#### SELECTED TEXT:
*** Block opens ***

Do we as a liberal democratic society still subscribe to this principle? Or are we content to allow some innocent people to suffer the consequences of a wrongful conviction (and their loved ones and dependents necessarily as well)? Do we relax or abrogate the presumption of innocence or the standard of proof only in sexual assault prosecutions or across the board?

Is this visceral (and justifiable) desire to better recognise the failures of the past, to acknowledge and address the alarming levels of sexual and domestic violence and abuse in this country, justify us essentially adopting a warlike footing where collateral damage is an unfortunate but necessary consequence of winning the war? For some advocates the answer appears to be a resounding yes. Presumably though, qualified to the extent that they, or their partner, father, brother, relative, friend, colleague etc isn’t among the putative innocents to be subjected to this form of collective punishment.

Experienced criminal lawyers across this country lament that prosecutors will rarely (if ever) decline to prosecute an allegation of sexual assault. Recently the media has reported examples of sexual assault prosecutions that, on any objective assessment, were doomed to fail.

While there may be cases of juries deciding the case having relied on rape myths – such as a genuine victim would say no or fight back or complain immediately, or a genuine victim would not go out in those clothes or to those places – I suggest these are rare.

Modern juries give little credence to such ignorant and outdated propositions. Judges are now particularly vigilant to identify and direct juries from engaging in such reasoning.

*** Block closes ***

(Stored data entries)
*** Block opens ***

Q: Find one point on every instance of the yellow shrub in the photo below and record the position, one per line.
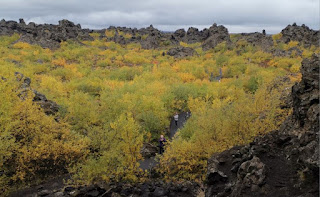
(21, 45)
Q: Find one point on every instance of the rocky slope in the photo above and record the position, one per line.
(284, 162)
(47, 36)
(50, 36)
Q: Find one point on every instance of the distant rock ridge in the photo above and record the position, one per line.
(302, 34)
(50, 36)
(284, 162)
(47, 36)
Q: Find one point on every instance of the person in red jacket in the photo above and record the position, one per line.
(162, 141)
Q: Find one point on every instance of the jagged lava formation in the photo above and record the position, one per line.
(284, 162)
(50, 36)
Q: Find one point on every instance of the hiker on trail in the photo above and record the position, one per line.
(162, 140)
(176, 118)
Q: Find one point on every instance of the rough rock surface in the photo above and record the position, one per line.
(257, 39)
(215, 35)
(284, 162)
(50, 36)
(180, 52)
(47, 36)
(302, 33)
(49, 107)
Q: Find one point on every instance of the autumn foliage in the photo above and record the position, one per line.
(113, 97)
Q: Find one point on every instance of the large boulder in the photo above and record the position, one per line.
(302, 34)
(180, 52)
(47, 36)
(49, 107)
(284, 162)
(216, 35)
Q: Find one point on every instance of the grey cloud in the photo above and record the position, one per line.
(237, 15)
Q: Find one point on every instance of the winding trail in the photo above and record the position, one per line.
(149, 163)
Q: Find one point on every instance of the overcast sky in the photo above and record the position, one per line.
(168, 15)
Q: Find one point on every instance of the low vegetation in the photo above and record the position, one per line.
(113, 98)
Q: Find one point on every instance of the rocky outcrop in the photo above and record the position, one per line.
(284, 162)
(49, 107)
(47, 36)
(216, 35)
(302, 34)
(180, 52)
(257, 39)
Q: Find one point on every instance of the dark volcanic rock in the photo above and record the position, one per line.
(47, 36)
(258, 39)
(284, 162)
(49, 107)
(180, 51)
(303, 34)
(215, 35)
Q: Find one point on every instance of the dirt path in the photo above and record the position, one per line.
(149, 163)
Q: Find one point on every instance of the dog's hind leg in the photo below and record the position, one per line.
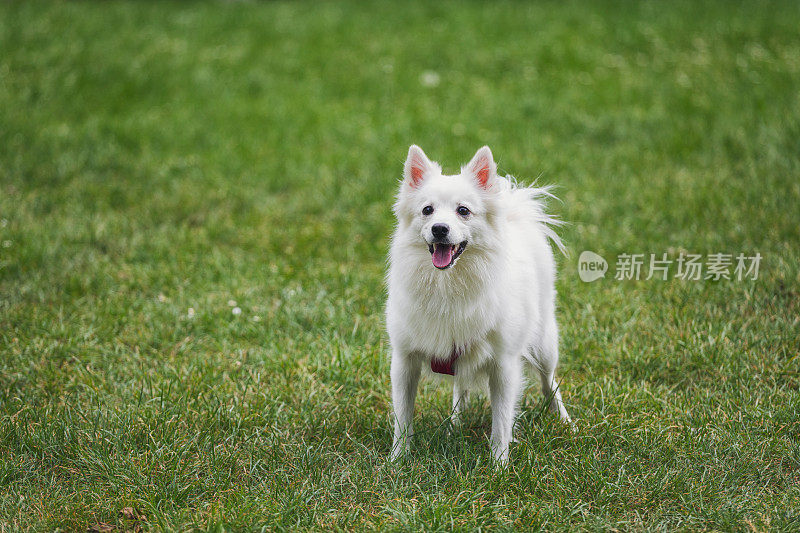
(546, 359)
(460, 400)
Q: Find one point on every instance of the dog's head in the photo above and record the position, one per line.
(447, 214)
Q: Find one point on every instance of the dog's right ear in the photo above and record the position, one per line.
(417, 165)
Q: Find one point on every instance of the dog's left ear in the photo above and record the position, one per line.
(482, 167)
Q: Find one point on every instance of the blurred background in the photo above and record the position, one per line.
(195, 207)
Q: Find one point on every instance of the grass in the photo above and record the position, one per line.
(157, 157)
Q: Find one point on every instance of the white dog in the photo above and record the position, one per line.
(471, 291)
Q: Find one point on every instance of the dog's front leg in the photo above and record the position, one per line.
(505, 380)
(405, 378)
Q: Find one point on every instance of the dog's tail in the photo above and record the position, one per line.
(531, 201)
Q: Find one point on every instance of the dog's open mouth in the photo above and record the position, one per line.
(444, 255)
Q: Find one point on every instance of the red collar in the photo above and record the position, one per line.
(446, 367)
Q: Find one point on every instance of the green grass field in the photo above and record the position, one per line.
(162, 164)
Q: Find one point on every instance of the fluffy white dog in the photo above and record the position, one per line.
(471, 291)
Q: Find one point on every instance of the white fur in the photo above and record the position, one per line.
(496, 303)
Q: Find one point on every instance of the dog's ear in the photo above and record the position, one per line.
(482, 167)
(417, 165)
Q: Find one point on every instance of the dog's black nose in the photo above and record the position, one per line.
(440, 230)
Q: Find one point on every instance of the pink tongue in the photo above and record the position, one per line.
(442, 254)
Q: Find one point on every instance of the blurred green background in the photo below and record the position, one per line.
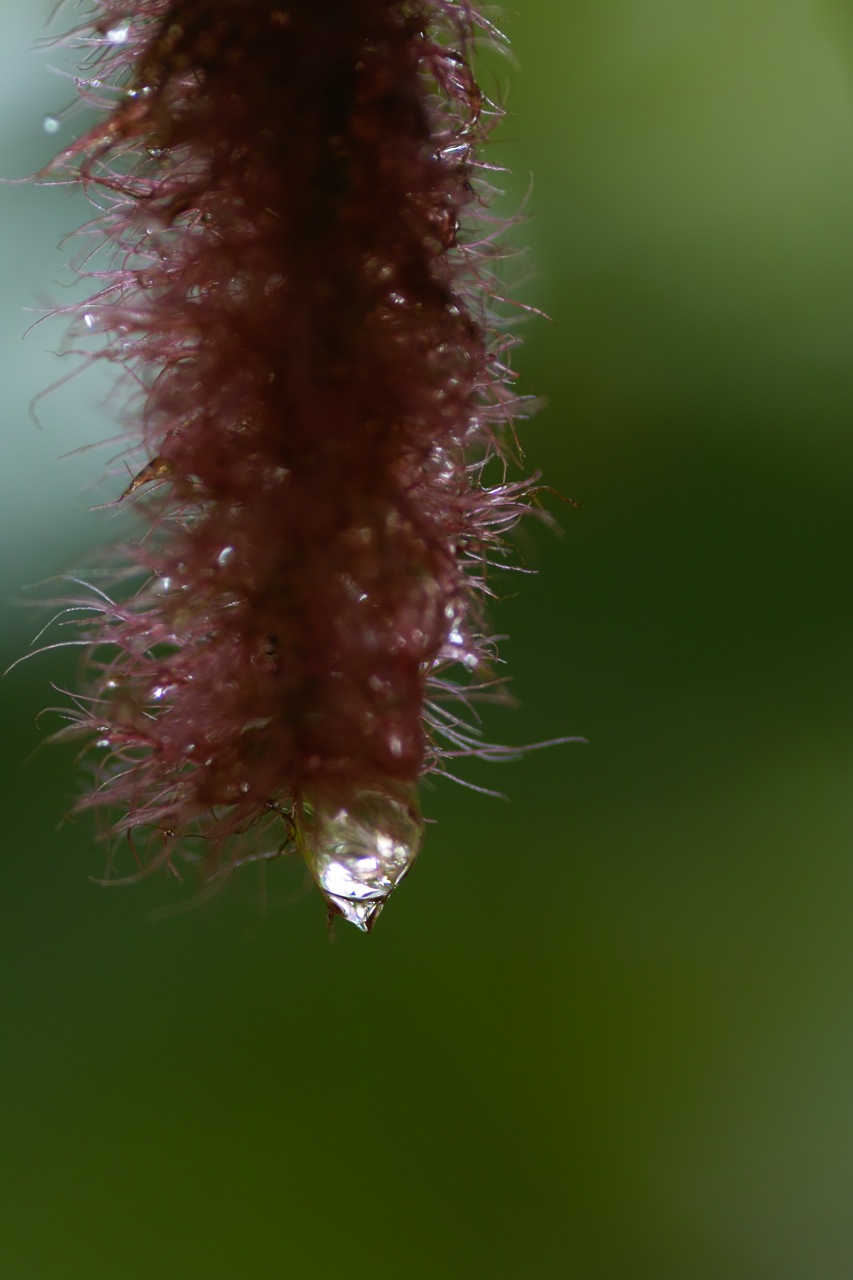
(605, 1031)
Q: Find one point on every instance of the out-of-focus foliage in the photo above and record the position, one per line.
(603, 1031)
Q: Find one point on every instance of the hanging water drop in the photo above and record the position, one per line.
(359, 854)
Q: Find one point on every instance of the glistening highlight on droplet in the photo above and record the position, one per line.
(299, 273)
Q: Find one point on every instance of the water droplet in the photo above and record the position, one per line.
(118, 33)
(359, 854)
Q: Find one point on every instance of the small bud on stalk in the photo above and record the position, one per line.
(301, 293)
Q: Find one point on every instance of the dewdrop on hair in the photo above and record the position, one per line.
(301, 297)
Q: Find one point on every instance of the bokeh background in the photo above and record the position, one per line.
(605, 1031)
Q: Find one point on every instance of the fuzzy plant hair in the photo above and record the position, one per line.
(293, 265)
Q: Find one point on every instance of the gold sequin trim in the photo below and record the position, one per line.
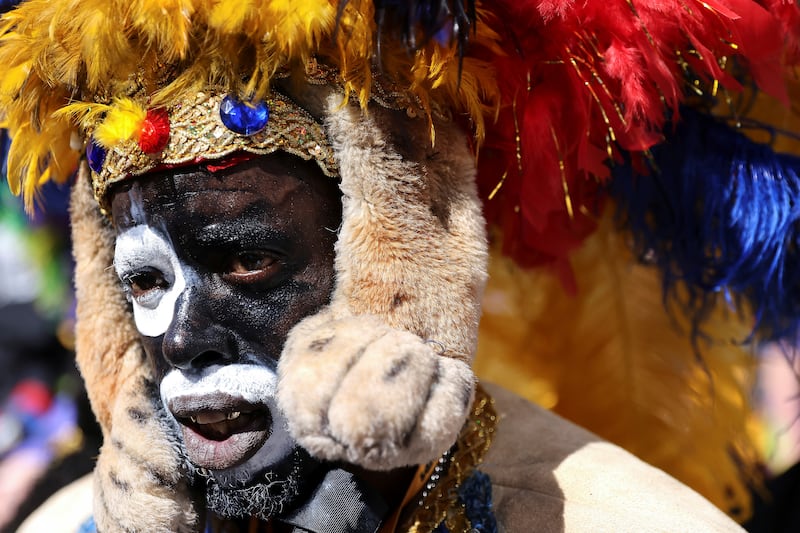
(440, 503)
(197, 134)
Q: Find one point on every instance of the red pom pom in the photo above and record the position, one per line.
(155, 131)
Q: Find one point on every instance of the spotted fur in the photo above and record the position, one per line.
(378, 378)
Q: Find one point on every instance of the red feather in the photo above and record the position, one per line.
(580, 81)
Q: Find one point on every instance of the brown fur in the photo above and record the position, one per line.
(138, 477)
(379, 378)
(410, 263)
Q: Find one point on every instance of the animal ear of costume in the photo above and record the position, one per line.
(403, 319)
(140, 482)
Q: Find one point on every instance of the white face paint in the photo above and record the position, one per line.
(142, 248)
(254, 384)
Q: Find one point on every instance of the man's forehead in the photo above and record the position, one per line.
(264, 182)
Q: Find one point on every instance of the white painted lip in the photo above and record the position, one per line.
(226, 389)
(196, 414)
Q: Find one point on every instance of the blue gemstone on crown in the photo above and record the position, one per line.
(244, 118)
(96, 155)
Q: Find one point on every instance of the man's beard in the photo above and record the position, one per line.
(270, 494)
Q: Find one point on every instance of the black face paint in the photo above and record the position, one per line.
(241, 256)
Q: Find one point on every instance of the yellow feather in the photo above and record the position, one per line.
(229, 16)
(613, 360)
(122, 122)
(165, 25)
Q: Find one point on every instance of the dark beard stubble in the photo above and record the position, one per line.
(276, 490)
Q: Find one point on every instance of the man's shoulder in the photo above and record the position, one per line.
(551, 475)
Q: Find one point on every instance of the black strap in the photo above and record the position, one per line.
(341, 503)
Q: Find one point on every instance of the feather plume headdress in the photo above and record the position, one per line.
(569, 104)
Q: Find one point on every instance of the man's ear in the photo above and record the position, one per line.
(395, 345)
(139, 481)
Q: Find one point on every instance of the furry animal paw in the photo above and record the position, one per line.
(356, 390)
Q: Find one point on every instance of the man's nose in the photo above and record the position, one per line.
(195, 339)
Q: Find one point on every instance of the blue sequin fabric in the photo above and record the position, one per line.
(475, 494)
(88, 527)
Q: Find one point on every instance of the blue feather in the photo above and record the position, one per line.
(718, 213)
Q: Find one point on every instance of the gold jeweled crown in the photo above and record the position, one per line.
(212, 126)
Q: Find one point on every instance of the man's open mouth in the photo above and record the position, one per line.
(221, 431)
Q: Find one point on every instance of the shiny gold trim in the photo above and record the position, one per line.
(440, 503)
(197, 134)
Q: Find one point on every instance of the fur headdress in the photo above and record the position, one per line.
(396, 100)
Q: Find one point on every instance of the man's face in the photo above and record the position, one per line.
(219, 267)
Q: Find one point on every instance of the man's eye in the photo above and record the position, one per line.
(251, 266)
(144, 281)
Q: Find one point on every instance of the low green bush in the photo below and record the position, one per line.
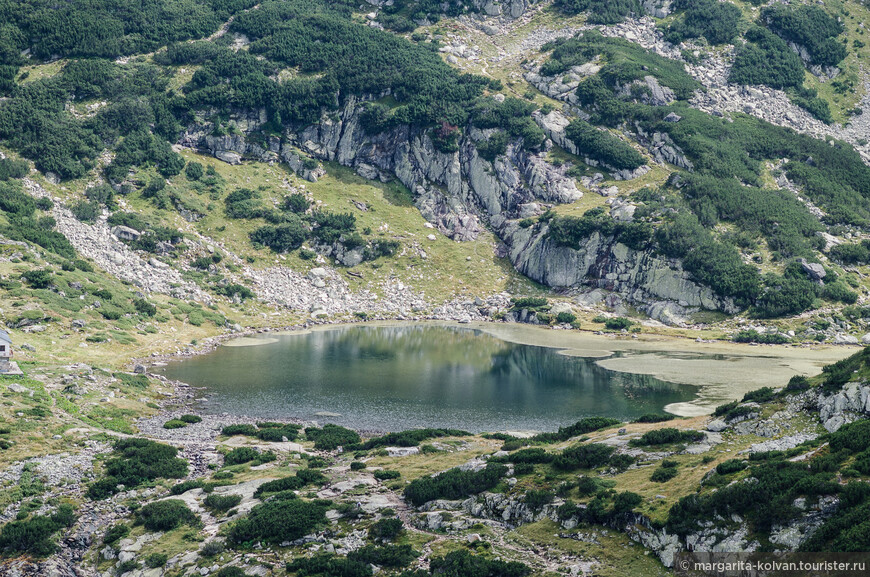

*** Block closes ***

#### ACTIVITY 1:
In the passage on sexual assault prosecutions, reproduce word for word the text between "While there may" and "in such reasoning.", inclusive.
#### ACTIVITY 2:
According to the passage on sexual assault prosecutions, what do experienced criminal lawyers lament?
#### ACTIVITY 3:
Decide whether each statement agrees with the passage on sexual assault prosecutions, answering yes or no and quoting the deciding words: (a) Judges are now watchful for juries engaging in reasoning based on rape myths. (b) The writer believes juries often decide cases by relying on rape myths. (c) The media has recently reported sexual assault prosecutions that were doomed to fail.
These entries come from a separate source.

#### ANSWER SECTION 1:
While there may be cases of juries deciding the case having relied on rape myths – such as a genuine victim would say no or fight back or complain immediately, or a genuine victim would not go out in those clothes or to those places – I suggest these are rare.

Modern juries give little credence to such ignorant and outdated propositions. Judges are now particularly vigilant to identify and direct juries from engaging in such reasoning.

#### ANSWER SECTION 2:
They lament that prosecutors will rarely (if ever) decline to prosecute an allegation of sexual assault.

#### ANSWER SECTION 3:
(a) Yes: "Judges are now particularly vigilant to identify and direct juries from engaging in such reasoning."
(b) No: "I suggest these are rare."
(c) Yes: "Recently the media has reported examples of sexual assault prosecutions that, on any objective assessment, were doomed to fail."